**AUFGABEN UND ÜBUNGEN**.
(a) Übertrage folgenden Satz aus dem Festivalbericht über Venedig 2019 ins Englische: „„Seberg“ ist vor allem eine bittere Abrechnung mit dem FBI, das in den 1960er Jahren gezielt Bürgerrechtler und Kriegsgegner verfolgte.“
(b) Nenne alle Darsteller, die der Festivalbericht über Venedig 2019 in der Zeile „Stars:“ zum Film „Seberg“ aufführt.
(c) Greif den Festivalbericht über Venedig 2019 nach seinem letzten Satz auf und schreib ihn weiter.

Filmfest Venedig 2019

Justizdrama und biografischer Thriller

30.08.2019
von  Gunther Baumann, Peter Beddies
Kristen Stewart (2. v. li.) mit dem Team von „Seberg“ beim Fototermin am Lido © Katharina Sartena
Große Namen, aber zwiespältige Eindrücke am dritten Tag des Festivals von Venedig. Regie-Grande Roman Polanski schuf mit „Ein Offizier und ein Spion“ einen höchst eindrucksvollen Film  über den Justizskandal um den jüdischen Offizier Alfred Dreyfus, der Frankreich Ende des 19. Jahrhunderts bis ins Mark erschütterte. Kristen Stewart hingegen kann trotz exzellenten Spiels das Drama „Seberg“ – eine Mischung aus Biografie und Polit-Thriller – nicht retten. Der Film, in dem sie die Filmlegende Jean Seberg porträtiert, wirkt erstaunlich desinteressiert an seiner Titelfigur.
„Seberg“: Kristen Stewart in der Rolle von Filmlegende Jean Seberg © Festival Venedig

Seberg

Genre: Polit-Thriller  / Biografie
Regie: Benedict Andrews (Australien)
Stars: Kristen Stewart, Jack O’Connell, Anthony Mackie, Vince Vaughn, Colm Meaney
Venedig-Premiere: Außer Konkurrenz
 
Der Filmtitel „Seberg“ lässt eine Biografie erwarten, und in der Tat steht Hollywood-Star Jean Seberg (1938 – 1979), gespielt von Kristen Stewart, im Zentrum des Geschehens. Doch anstatt die Kunst und das Seelenleben der schwierigen Schönen zu erkunden, die mit nur 40 Jahren unter ungeklärten Umständen starb, macht Regisseur Benedict Andrews seine Haupt- zur Randfigur.  „Seberg“ ist vor allem eine bittere Abrechnung  mit dem FBI, das in den 1960er Jahren gezielt Bürgerrechtler und Kriegsgegner verfolgte. Jean Seberg wurde durch ihre Unterstützung  der Black-Panther-Bewegung  zum Zielobjekt und Opfer der jenseits aller Gesetze operierenden Gesetzeshüter.

**GESPEICHERTE DATENSÄTZE**.
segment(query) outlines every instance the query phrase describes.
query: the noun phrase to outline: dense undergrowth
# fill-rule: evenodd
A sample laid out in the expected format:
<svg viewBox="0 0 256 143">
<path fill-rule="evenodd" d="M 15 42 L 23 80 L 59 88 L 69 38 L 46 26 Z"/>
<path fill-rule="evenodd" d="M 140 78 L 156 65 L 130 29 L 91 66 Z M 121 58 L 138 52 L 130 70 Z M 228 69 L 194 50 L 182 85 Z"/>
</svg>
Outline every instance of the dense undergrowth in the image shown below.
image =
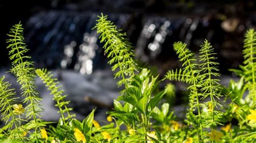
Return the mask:
<svg viewBox="0 0 256 143">
<path fill-rule="evenodd" d="M 107 20 L 107 16 L 102 15 L 97 22 L 94 29 L 104 43 L 114 77 L 119 79 L 117 85 L 125 87 L 114 100 L 114 109 L 107 113 L 108 123 L 100 126 L 93 120 L 95 110 L 83 121 L 76 119 L 57 80 L 45 69 L 36 69 L 26 55 L 28 49 L 19 23 L 8 34 L 7 48 L 12 61 L 9 72 L 16 77 L 22 92 L 16 95 L 4 76 L 0 78 L 0 111 L 5 123 L 0 129 L 1 142 L 256 141 L 256 32 L 253 29 L 245 34 L 243 65 L 240 69 L 231 70 L 240 78 L 238 82 L 231 80 L 230 86 L 225 87 L 218 78 L 216 54 L 206 40 L 198 56 L 186 44 L 175 42 L 173 48 L 182 67 L 170 70 L 160 79 L 150 69 L 138 67 L 125 34 Z M 59 109 L 61 118 L 57 126 L 44 121 L 41 116 L 43 109 L 36 90 L 37 76 L 48 88 Z M 164 80 L 187 84 L 188 102 L 183 120 L 174 116 L 176 111 L 171 110 L 171 102 L 165 103 L 162 99 L 174 90 L 170 88 L 171 84 L 160 90 L 158 84 Z"/>
</svg>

**ERGEBNISSE JE AUFGABE**.
(a) “Seberg” is above all a bitter reckoning with the FBI, which in the 1960s deliberately persecuted civil rights activists and war opponents.

(b)
- Kristen Stewart
- Jack O’Connell
- Anthony Mackie
- Vince Vaughn
- Colm Meaney

(c)
Der Film trug zunächst den Arbeitstitel „Against All Enemies“, und der wäre wohl passender gewesen als das auf den Promi-Bonus spekulierende „Seberg“. Gegen alle Feinde kämpften in den Sechzigern die Truppen des FBI-Chefs J. Edgar Hoover, dem alles suspekt war, was ihm links vorkam. Bei ihren Einsätzen kannten die Agenten kein Pardon: Verwanzte Wohnungen, illegal abgehörte Telefone, gezielt gestreute Gerüchte.
Im Fall von Jean Seberg belieferte das FBI die Klatschpresse mit der Falschmeldung, die  Schauspielerin erwarte ein Kind vom Black-Panther-Aktivisten Hakim Jamal. Die Schlagzeilen führten zum ersten Selbstmordversuch der sensiblen Diva. Seberg überlebte zwar, doch ihr Baby (das nicht von Jamal stammte), starb kurz nach der Geburt.
Jean Seberg, die aus der amerikanischen Provinz stammte, begann ihre Karriere beim Exil-Wiener Otto Preminger in Hollywood  mit Filmen wie „Die heilige Johanna“ oder „Bonjour Trisstesse“. Zum Star wurde die aparte Blondine mit den raspelkurzen Haaren aber in Europa.  Ihr Auftritt in Jean-Luc Godards „Außer Atem“ geriet 1960 zur Sensation. Von nun an pendelte sie zwischen den USA und Frankreich, wo sie den Schriftsteller Romain Gary heiratete.
Der Film von Benedict Andrews  betrachtet seine Titelfigur reichlich desinteressiert von außen. „Seberg“ zeigt, was Jean Seberg tat, aber nicht, warum sie es tat. Die Eigenheiten der unkonventionellen Schönen – ihre Lust auf Affären und Alkohol zum Beispiel,  ihre finanzkräftige Unterstützung linker Organisationen, ihre gelegentlich durchschimmernde Hypersensibilität – werden im Film nur dann thematisiert, wenn sie zur Story über die üblen Taten des FBI passen.
Am meisten kann einem dabei Kristen Stewart leidtun, die sich in der vermeintlichen Traumrolle der Jean Seberg die Seele aus dem Leib spielt. Aber trotz allen Einsatzes schafft sie es mit diesem Drehbuch nicht,  einem ihre Figur irgendwie näherzubringen.
So ist „Seberg“ ein reichlich unbefriedigendes Drama geworden, in dem man pflichtschuldig die Empörung über die Machenschaften  des FBI teilt, doch mit seiner Wissbegier nach Wesen der Titelheldin alleingelassen wird. „Seberg“, der Film über Jean Seberg,  muss erst noch geschrieben werden.   (bau)
 
Kinostart: März 2020
Publikums-Chancen: mäßig
Gesamteindruck: „Seberg“ ist ein Politdrama, das mit seinem Titel, der auf eine Biografie hindeutet, Etikettenschwindel betreibt.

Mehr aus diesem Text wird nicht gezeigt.